**** SOURCE DOCUMENT ****

Generate professional captions and subtitles with multi-engine transcription, word-level timing, styling presets, and burn-in.
SKILL.md

---
name: Video Captions
slug: video-captions
version: 1.0.1
homepage: https://clawic.com/skills/video-captions
description: Generate professional captions and subtitles with multi-engine transcription, word-level timing, styling presets, and burn-in.
changelog: Declared optional cloud API env vars in metadata to clarify that cloud engines require user-provided keys
metadata: {"clawdbot":{"emoji":"🎬","requires":{"bins":["ffmpeg","whisper"],"env":{"optional":["ASSEMBLYAI_API_KEY","DEEPGRAM_API_KEY"]}},"os":["linux","darwin"]}}
---

## When to Use

User needs captions or subtitles for video content. Agent handles transcription, timing, formatting, styling, translation, and burn-in across all major formats and platforms.

## Quick Reference

| Topic | File |
|-------|------|
| Transcription engines | `engines.md` |
| Output formats | `formats.md` |
| Styling presets | `styling.md` |
| Platform requirements | `platforms.md` |

## Core Rules

### 1. Engine Selection by Context

| Scenario | Engine | Why |
|----------|--------|-----|
| Default (recommended) | Whisper local | 100% offline, no data leaves machine |
| Apple Silicon | MLX Whisper | Native acceleration, still local |
| Word timestamps | whisper-timestamped | DTW alignment, still local |

Default: Whisper local (turbo model). See `engines.md` for optional cloud alternatives.

### 2. Format Selection by Platform

| Platform | Format | Notes |
|----------|--------|-------|
| YouTube | VTT or SRT | VTT preferred |
| Netflix/Pro | TTML | Strict timing rules |
| Social (TikTok, IG) | Burn-in (ASS) | Embedded in video |
| General | SRT | Universal compatibility |
| Karaoke/effects | ASS | Advanced styling |

Ask user's target platform if not specified.

### 3. Professional Timing Standards

**Netflix-compliant (default):**
- Min duration: 5/6 second (0.833s)
- Max duration: 7 seconds
- Max chars/line: 42
- Max lines: 2
- Gap between subtitles: 2+ frames

**Social media:**
- Shorter segments (2-4 words)

****

> [TASK 1]
Answer these questions using the Video Captions skill file:
(a) Which format is preferred for YouTube?
(b) What is the maximum number of characters per line under the Netflix-compliant timing standards?
(c) Which engine is listed for the Apple Silicon scenario?
> [TASK 2] Reproduce the passage of the Video Captions skill file between "## When to Use" and "formats and platforms.", inclusive.
The material placed after this point is separate from the Video Captions skill file.

**** DATA SHOWN ****

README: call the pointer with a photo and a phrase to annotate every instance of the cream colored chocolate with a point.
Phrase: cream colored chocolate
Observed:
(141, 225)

****

> [EXERCISE SOLUTION 1]
(a) VTT
(b) 42
(c) MLX Whisper

> [EXERCISE SOLUTION 2]
## When to Use

User needs captions or subtitles for video content. Agent handles transcription, timing, formatting, styling, translation, and burn-in across all major formats and platforms.